Format the data below as a JSON list of strings, one string per line, leaving out blank lines. Begin with the line containing "Target: satellite dish" and continue through the end of the data.

--- START OF Records supplied ---

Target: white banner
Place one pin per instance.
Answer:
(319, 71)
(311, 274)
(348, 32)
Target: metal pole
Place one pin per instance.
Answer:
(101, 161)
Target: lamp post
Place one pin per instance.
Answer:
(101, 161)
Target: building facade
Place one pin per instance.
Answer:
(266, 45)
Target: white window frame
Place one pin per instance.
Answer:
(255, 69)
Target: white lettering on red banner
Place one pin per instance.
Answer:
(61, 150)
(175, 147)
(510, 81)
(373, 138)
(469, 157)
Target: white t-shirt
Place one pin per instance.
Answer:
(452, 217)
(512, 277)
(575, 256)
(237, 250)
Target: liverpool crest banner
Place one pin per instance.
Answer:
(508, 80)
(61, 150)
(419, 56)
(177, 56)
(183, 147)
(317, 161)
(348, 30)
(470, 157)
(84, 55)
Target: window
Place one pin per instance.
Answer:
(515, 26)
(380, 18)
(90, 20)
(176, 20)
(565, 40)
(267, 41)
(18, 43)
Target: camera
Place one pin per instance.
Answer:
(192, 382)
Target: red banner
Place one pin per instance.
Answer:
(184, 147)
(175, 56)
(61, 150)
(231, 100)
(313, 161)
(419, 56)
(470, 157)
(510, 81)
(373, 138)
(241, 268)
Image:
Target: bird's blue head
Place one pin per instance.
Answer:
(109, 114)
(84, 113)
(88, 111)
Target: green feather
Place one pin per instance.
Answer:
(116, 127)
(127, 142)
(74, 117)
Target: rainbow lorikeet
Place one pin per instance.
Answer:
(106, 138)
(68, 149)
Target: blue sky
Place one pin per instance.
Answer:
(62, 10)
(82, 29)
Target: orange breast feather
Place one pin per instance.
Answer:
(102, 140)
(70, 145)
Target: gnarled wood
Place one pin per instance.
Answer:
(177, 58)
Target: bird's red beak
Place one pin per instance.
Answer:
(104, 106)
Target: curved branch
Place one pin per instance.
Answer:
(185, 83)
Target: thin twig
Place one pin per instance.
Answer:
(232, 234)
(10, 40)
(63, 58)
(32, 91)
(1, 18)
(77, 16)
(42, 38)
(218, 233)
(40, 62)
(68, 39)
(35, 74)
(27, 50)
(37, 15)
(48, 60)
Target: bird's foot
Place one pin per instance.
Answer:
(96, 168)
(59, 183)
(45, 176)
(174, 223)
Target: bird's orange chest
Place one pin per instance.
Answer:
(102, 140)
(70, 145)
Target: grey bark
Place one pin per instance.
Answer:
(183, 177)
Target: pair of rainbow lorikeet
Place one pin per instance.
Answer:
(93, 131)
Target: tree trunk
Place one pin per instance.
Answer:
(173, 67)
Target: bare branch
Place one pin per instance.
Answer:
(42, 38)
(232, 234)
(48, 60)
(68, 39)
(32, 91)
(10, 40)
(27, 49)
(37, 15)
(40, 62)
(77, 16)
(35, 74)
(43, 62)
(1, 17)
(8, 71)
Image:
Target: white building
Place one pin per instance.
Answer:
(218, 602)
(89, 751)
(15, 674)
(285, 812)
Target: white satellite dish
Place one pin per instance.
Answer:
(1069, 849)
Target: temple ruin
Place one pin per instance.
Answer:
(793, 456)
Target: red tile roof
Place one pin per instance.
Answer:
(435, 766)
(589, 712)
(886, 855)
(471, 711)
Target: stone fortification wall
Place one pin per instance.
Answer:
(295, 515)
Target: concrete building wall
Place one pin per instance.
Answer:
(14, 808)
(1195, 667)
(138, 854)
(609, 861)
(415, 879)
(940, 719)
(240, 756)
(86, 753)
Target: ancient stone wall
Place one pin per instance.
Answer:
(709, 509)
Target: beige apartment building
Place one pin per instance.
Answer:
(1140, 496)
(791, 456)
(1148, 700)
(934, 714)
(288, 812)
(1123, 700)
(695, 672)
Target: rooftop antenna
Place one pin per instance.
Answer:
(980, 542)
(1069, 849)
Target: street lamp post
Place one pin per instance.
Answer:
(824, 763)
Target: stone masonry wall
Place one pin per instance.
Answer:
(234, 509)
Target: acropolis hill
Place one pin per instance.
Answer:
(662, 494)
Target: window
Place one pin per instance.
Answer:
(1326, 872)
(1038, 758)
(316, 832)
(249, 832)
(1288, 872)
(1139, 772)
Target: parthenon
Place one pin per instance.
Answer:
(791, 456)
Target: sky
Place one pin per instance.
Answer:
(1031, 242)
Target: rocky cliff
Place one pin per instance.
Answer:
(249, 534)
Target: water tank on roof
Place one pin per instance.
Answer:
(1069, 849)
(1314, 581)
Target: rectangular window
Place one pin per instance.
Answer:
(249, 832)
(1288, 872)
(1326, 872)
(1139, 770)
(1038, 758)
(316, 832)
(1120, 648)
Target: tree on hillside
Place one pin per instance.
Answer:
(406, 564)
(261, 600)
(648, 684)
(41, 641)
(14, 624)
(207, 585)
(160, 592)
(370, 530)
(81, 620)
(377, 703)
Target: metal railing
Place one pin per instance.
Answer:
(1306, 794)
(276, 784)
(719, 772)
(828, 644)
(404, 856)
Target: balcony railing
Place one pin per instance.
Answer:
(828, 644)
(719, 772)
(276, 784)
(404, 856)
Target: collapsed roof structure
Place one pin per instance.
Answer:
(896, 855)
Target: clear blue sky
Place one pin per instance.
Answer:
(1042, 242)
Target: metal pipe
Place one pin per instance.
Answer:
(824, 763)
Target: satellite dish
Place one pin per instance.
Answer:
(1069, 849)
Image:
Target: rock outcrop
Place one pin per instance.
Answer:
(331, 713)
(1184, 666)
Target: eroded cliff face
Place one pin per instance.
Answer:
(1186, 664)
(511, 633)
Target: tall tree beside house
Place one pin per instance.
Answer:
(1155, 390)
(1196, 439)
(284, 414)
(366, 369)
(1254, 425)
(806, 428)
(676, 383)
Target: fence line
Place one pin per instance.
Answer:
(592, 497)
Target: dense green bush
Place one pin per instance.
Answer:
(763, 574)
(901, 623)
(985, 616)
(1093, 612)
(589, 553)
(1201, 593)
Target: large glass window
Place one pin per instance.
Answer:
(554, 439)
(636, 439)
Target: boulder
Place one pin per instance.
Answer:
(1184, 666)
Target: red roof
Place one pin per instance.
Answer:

--- END OF Records supplied ---

Task solution
[
  "Target: satellite dish",
  "Place one pin per instance.",
  "Answer:",
  "(1069, 849)",
  "Image:",
  "Target: rock outcrop",
  "Place one pin per instance.",
  "Answer:",
  "(331, 713)",
  "(1184, 666)",
  "Target: eroded cliff face",
  "Place one pin per instance.",
  "Answer:",
  "(1186, 664)",
  "(511, 633)",
  "Target: tall tree beside house",
  "Place one pin per instance.",
  "Answer:",
  "(1155, 390)",
  "(1196, 439)",
  "(284, 414)",
  "(366, 369)",
  "(1254, 425)",
  "(806, 428)",
  "(676, 383)",
  "Target: fence line",
  "Place one pin per instance.",
  "Answer:",
  "(592, 497)",
  "Target: dense green bush",
  "Place one pin per instance.",
  "Answer:",
  "(763, 574)",
  "(901, 623)",
  "(985, 616)",
  "(1093, 612)",
  "(589, 553)",
  "(1201, 593)",
  "Target: large glass window",
  "Place one pin per instance.",
  "Answer:",
  "(554, 439)",
  "(636, 439)",
  "Target: boulder",
  "Place one pin per instance.",
  "Answer:",
  "(1184, 666)",
  "Target: red roof",
  "Place one pin per instance.",
  "Answer:"
]